== EXERCISE REQUIREMENTS ==
Return, unchanged, the lines of the entries from the line that contains "form: x=346 y=747." through the end of the entries, including both of those ends.
=== DATA ENTRIES ===
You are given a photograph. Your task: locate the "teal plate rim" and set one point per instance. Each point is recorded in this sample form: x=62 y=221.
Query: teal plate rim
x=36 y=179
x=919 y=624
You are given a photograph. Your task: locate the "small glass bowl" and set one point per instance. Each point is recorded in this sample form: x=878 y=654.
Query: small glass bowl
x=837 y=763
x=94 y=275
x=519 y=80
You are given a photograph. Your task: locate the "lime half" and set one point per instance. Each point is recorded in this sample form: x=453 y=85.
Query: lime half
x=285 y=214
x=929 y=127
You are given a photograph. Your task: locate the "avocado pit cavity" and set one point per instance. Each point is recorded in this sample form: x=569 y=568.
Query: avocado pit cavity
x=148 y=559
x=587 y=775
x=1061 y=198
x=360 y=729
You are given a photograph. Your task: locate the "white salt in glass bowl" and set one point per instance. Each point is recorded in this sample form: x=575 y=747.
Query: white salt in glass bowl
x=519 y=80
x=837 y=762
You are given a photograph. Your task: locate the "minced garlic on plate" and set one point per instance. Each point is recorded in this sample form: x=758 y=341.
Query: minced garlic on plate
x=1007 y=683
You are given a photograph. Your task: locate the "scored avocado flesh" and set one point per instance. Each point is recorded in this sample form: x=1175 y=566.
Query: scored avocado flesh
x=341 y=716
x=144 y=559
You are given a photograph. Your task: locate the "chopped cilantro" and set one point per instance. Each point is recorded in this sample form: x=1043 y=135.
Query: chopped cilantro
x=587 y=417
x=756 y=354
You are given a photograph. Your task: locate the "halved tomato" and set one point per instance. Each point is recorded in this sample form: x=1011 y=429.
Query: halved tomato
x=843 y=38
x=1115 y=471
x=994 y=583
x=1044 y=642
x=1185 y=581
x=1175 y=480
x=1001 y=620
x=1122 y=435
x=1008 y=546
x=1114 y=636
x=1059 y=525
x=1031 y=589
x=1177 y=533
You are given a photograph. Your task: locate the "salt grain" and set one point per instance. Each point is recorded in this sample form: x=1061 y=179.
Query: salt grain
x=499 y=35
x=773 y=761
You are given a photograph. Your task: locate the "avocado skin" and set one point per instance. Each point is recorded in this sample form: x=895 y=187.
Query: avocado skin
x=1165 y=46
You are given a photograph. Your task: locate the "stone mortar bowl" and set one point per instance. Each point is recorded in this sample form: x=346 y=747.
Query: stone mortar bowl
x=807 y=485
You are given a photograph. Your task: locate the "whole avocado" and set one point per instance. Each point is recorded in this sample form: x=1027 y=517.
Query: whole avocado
===
== SOLUTION ==
You are given a photograph. Your task: locate the "stone mortar bowl" and set one point per instance. Each point is recorded in this sample form: x=346 y=747.
Query: stone mortar bowl
x=807 y=485
You are given a photograph. Your task: locate the "whole avocado" and set one point per instance. Each point is recorded in this sample form: x=1027 y=517.
Query: whole avocado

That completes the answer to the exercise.